Collection entries
* BEGIN *

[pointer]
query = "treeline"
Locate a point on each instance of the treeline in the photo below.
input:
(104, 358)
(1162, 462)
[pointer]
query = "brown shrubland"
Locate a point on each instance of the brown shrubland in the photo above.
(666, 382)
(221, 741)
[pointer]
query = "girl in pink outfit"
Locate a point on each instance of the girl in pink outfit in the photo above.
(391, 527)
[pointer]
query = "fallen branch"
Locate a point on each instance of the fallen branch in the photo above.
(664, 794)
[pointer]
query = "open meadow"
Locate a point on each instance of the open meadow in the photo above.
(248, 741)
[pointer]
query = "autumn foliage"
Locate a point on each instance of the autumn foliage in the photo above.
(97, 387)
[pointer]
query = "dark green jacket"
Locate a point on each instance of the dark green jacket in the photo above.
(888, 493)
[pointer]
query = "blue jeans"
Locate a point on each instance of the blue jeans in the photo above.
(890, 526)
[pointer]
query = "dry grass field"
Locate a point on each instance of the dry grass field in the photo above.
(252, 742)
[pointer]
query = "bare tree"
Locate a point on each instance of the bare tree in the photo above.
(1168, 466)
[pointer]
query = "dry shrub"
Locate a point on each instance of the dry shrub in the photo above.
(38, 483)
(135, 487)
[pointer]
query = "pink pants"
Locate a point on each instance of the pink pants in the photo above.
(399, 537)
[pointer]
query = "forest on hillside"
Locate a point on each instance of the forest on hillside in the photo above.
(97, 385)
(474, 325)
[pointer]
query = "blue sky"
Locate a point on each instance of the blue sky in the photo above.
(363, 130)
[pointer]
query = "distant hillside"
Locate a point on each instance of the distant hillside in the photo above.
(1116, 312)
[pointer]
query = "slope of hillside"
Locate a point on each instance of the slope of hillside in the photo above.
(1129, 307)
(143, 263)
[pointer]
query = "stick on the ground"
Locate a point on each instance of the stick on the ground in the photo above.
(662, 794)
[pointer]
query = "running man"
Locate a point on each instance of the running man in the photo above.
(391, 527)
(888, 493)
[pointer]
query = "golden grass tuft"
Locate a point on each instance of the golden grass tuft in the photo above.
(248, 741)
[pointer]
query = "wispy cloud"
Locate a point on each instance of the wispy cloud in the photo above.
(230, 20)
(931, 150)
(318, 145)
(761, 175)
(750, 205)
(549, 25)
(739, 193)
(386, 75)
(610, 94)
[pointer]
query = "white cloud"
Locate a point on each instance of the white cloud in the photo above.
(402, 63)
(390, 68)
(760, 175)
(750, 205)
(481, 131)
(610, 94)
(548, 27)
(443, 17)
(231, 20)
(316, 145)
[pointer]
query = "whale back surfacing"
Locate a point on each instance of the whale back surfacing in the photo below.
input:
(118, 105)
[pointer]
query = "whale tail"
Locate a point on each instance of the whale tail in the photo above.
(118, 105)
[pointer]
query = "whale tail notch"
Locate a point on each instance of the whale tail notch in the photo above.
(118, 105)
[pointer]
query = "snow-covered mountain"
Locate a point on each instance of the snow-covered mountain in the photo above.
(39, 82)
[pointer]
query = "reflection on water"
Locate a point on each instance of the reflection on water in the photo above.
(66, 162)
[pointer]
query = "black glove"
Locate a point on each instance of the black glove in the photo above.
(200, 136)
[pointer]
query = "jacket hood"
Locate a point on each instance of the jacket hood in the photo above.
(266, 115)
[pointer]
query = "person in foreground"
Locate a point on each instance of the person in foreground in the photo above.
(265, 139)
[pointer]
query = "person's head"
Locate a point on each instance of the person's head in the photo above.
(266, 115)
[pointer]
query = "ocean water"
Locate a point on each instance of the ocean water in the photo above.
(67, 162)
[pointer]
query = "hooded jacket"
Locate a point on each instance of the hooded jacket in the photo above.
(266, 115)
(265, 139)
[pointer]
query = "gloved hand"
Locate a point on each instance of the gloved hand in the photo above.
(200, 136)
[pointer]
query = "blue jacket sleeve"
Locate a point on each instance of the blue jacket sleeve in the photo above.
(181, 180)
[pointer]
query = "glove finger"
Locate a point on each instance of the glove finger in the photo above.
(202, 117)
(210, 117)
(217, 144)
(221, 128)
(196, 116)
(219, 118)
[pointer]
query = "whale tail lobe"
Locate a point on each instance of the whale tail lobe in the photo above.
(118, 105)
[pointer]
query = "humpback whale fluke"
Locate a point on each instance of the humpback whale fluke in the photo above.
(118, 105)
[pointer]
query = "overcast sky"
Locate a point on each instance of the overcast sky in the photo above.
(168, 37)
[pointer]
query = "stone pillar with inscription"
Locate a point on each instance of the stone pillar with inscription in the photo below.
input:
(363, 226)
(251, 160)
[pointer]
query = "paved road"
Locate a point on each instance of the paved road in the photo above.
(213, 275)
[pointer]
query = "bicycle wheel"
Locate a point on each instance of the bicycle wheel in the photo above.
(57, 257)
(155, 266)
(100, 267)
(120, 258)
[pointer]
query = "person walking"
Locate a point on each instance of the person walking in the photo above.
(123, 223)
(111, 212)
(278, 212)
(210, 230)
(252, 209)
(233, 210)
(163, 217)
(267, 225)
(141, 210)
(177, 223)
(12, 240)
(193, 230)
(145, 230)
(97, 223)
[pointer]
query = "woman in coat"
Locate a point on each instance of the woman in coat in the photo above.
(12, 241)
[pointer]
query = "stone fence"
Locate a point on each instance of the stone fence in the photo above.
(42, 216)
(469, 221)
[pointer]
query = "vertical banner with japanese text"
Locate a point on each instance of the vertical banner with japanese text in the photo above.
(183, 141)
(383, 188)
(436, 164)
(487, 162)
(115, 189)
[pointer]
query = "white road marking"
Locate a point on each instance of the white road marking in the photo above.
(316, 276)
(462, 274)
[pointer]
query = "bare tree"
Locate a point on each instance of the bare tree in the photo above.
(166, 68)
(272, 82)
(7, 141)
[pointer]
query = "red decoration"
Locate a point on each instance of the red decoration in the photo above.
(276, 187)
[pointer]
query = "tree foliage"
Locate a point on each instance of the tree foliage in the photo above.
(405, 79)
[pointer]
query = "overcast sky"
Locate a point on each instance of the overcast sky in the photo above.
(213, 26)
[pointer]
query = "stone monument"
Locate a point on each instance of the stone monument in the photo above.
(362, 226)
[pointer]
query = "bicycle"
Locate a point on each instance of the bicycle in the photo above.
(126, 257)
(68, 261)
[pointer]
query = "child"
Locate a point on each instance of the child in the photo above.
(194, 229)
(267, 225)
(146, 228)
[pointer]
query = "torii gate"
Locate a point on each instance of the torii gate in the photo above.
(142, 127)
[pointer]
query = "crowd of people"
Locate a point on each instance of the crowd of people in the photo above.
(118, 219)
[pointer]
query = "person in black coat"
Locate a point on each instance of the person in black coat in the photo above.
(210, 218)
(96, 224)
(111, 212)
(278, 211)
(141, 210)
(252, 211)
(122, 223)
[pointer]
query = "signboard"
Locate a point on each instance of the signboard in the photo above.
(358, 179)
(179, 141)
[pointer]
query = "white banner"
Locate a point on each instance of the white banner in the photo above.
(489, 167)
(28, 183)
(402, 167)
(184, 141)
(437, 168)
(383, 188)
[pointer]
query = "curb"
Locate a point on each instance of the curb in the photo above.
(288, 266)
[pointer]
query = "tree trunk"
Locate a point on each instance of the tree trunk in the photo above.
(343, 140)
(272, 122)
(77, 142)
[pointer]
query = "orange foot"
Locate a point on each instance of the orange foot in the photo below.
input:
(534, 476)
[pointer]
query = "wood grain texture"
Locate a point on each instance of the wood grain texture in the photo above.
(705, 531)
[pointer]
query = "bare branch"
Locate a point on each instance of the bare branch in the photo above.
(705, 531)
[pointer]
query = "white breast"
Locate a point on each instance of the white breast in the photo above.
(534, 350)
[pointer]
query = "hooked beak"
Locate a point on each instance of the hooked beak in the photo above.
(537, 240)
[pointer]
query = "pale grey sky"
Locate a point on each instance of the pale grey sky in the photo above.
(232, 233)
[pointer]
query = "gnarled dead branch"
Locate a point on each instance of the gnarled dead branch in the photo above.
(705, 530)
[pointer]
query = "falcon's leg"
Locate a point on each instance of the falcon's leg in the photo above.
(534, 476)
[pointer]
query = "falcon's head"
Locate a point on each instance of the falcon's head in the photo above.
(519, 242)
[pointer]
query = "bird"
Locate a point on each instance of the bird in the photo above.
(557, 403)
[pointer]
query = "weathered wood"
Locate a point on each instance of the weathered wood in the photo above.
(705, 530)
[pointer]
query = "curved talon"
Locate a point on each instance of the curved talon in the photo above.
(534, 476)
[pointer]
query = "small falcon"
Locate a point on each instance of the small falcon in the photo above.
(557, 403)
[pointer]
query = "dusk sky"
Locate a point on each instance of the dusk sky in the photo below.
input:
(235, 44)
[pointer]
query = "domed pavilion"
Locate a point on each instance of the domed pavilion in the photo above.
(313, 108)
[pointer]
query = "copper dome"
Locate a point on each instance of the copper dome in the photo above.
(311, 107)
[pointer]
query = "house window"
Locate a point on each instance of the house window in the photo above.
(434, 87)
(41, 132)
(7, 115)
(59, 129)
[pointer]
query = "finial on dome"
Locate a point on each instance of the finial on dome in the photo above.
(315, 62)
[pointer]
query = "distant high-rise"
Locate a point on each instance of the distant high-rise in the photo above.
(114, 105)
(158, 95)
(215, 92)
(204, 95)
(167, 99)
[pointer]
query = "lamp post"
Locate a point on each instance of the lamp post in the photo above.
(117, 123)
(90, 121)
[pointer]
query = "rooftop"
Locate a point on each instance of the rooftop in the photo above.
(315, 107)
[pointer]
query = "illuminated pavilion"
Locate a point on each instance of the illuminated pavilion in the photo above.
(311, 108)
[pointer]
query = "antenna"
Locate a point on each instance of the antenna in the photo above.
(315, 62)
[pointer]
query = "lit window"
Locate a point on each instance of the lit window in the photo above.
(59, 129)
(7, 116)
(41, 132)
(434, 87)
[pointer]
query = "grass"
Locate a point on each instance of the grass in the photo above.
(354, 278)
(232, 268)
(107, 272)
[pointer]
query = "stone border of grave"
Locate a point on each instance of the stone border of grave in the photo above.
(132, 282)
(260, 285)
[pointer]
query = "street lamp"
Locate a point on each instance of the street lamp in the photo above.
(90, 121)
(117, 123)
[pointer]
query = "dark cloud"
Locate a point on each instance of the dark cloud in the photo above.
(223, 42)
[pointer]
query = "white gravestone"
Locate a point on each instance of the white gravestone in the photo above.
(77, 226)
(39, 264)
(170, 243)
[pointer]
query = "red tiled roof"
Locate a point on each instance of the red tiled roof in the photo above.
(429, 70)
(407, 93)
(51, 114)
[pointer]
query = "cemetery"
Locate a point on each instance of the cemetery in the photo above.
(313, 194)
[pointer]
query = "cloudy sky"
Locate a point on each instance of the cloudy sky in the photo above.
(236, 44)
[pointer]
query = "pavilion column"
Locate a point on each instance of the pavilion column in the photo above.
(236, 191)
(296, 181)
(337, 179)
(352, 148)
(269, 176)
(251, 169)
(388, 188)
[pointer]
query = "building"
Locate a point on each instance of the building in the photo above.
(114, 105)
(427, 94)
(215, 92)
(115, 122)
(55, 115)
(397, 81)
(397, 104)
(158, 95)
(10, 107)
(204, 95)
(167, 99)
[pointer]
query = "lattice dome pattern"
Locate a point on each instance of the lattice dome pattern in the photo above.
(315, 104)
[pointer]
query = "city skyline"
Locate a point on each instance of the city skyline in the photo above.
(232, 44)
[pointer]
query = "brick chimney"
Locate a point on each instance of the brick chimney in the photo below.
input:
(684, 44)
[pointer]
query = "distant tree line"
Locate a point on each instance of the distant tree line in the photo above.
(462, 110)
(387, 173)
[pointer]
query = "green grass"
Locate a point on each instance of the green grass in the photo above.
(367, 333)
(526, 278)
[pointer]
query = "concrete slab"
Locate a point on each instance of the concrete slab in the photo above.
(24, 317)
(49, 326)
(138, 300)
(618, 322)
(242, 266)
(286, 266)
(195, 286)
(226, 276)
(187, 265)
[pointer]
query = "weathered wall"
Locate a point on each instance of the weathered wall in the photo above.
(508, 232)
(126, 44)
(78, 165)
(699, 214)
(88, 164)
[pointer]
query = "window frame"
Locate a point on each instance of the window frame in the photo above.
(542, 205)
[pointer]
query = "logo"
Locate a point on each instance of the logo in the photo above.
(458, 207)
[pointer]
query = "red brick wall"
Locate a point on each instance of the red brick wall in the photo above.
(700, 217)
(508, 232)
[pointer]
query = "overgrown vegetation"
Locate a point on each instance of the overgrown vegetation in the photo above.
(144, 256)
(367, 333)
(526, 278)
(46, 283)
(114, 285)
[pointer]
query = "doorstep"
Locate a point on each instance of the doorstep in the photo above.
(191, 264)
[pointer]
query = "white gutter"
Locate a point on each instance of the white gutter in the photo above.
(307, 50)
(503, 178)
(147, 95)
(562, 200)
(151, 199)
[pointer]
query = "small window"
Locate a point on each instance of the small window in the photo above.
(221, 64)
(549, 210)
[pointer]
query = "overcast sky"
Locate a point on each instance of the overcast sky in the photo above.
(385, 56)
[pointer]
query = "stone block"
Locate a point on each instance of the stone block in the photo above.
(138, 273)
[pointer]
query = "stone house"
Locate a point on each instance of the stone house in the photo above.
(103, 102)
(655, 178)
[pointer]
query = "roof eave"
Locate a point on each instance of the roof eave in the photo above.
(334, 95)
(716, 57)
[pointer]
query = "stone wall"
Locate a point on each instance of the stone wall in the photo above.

* END *

SHORT PROBLEM
Return every line from the entries above that contains the word "pavilion".

OUTPUT BELOW
query = "domed pavilion"
Locate a point on each instance of the domed pavilion in the photo above.
query = "illuminated pavilion"
Locate a point on each instance of the illuminated pavilion in the photo above.
query = "pavilion column"
Locate a point on each instance of the pavilion column in the photo above.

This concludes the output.